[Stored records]
* * * * * * *

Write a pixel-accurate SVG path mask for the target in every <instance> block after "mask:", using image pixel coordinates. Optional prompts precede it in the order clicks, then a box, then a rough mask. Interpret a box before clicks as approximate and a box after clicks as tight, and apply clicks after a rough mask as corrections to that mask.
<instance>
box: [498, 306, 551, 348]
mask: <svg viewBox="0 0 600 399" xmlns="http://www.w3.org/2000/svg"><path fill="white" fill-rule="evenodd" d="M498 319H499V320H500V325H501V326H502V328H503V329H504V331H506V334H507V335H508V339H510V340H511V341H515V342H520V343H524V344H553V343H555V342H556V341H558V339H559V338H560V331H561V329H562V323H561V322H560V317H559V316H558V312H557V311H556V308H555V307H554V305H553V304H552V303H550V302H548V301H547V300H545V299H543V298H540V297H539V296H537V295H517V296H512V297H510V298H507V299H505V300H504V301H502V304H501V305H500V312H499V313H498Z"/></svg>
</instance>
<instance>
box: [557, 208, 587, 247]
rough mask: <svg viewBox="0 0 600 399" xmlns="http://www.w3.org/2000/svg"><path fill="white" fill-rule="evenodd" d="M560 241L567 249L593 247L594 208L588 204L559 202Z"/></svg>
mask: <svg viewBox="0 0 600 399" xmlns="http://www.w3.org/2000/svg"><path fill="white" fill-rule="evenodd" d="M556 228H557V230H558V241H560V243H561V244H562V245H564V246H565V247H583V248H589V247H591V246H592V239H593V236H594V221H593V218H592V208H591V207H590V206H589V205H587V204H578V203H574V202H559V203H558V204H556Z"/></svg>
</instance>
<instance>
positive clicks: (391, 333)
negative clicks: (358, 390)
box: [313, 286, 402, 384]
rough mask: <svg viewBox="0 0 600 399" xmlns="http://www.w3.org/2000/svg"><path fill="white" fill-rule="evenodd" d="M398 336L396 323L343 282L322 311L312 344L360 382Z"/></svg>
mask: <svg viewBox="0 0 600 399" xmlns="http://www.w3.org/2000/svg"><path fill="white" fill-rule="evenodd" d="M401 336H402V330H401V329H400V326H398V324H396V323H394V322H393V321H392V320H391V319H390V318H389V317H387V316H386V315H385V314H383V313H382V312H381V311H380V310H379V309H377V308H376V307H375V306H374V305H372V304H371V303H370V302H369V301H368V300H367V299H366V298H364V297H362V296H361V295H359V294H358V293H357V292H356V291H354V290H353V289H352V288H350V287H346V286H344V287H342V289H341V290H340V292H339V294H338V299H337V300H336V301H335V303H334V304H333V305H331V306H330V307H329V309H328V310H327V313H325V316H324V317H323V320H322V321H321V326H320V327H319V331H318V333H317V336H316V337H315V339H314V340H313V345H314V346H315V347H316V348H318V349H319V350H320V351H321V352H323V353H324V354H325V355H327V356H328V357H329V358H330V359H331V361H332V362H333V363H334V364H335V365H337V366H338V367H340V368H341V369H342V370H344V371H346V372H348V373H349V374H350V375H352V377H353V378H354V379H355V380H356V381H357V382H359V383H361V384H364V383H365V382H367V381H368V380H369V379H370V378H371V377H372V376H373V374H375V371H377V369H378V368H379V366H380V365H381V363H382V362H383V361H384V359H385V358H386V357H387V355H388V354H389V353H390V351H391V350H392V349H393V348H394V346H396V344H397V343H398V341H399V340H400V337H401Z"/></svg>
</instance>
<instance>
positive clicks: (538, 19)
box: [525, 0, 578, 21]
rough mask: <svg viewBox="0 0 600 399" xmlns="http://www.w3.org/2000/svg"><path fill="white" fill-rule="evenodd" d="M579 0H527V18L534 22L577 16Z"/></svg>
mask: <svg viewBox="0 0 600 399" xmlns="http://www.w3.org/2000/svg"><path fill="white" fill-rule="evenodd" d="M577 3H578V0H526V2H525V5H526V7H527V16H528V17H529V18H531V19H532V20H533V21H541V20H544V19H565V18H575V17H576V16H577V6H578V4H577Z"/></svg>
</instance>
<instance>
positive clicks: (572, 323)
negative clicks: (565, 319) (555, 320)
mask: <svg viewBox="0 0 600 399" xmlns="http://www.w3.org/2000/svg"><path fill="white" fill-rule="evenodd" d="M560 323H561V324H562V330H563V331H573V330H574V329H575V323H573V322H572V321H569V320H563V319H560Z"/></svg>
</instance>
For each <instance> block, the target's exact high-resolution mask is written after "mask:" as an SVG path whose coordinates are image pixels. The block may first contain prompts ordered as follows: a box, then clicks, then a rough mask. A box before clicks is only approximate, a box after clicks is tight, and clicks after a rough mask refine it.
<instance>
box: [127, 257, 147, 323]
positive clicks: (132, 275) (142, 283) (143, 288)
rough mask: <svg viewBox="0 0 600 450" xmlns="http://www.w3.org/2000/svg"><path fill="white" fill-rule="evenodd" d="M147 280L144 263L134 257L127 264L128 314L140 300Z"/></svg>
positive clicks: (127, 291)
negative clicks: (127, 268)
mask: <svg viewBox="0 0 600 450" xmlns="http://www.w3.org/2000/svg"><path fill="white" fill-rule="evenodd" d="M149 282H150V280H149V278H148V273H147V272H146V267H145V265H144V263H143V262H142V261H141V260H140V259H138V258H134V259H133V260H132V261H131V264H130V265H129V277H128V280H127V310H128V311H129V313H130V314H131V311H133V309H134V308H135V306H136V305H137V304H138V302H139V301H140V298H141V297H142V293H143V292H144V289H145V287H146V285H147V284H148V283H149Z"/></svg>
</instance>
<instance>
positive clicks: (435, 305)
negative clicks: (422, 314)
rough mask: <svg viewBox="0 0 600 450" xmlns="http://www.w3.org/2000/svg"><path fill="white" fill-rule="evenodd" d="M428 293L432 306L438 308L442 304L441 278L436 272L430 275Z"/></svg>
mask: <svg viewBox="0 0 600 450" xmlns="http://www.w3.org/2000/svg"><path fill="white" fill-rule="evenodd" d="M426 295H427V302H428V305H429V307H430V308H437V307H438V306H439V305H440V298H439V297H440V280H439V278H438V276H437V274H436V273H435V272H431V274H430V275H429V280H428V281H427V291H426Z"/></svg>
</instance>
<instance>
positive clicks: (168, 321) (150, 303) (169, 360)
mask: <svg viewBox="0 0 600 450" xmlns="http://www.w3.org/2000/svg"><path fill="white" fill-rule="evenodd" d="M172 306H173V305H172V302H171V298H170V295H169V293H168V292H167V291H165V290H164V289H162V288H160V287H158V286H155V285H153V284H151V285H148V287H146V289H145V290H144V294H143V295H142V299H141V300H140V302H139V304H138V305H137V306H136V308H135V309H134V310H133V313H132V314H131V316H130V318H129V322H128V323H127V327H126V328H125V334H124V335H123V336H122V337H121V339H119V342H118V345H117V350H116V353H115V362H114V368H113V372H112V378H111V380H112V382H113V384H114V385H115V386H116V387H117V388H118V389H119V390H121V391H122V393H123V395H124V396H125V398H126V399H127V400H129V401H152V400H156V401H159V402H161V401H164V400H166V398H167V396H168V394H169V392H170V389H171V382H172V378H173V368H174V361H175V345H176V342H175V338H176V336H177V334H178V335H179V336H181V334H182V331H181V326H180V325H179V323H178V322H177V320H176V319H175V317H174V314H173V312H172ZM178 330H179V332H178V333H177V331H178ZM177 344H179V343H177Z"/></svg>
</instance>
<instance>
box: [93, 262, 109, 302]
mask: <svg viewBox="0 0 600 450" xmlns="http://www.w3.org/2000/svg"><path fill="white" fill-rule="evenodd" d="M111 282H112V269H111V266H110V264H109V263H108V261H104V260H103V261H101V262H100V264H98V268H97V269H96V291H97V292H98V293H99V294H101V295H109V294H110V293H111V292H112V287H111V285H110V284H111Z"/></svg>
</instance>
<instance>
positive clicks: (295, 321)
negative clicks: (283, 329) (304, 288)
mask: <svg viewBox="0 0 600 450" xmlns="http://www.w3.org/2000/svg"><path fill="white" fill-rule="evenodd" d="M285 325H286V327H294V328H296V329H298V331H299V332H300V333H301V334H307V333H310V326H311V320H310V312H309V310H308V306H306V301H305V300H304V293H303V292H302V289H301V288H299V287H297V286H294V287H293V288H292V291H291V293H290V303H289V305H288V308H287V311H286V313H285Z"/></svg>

* * * * * * *

Would you print, exactly as written, every line above from the one holding "positive clicks: (132, 275)" through the one holding "positive clicks: (127, 291)", with both included and no other lines?

### WRITTEN REPLY
positive clicks: (132, 275) (142, 283) (143, 288)
rough mask: <svg viewBox="0 0 600 450" xmlns="http://www.w3.org/2000/svg"><path fill="white" fill-rule="evenodd" d="M147 280L144 263L134 257L127 264L128 314L140 300Z"/></svg>
positive clicks: (127, 291)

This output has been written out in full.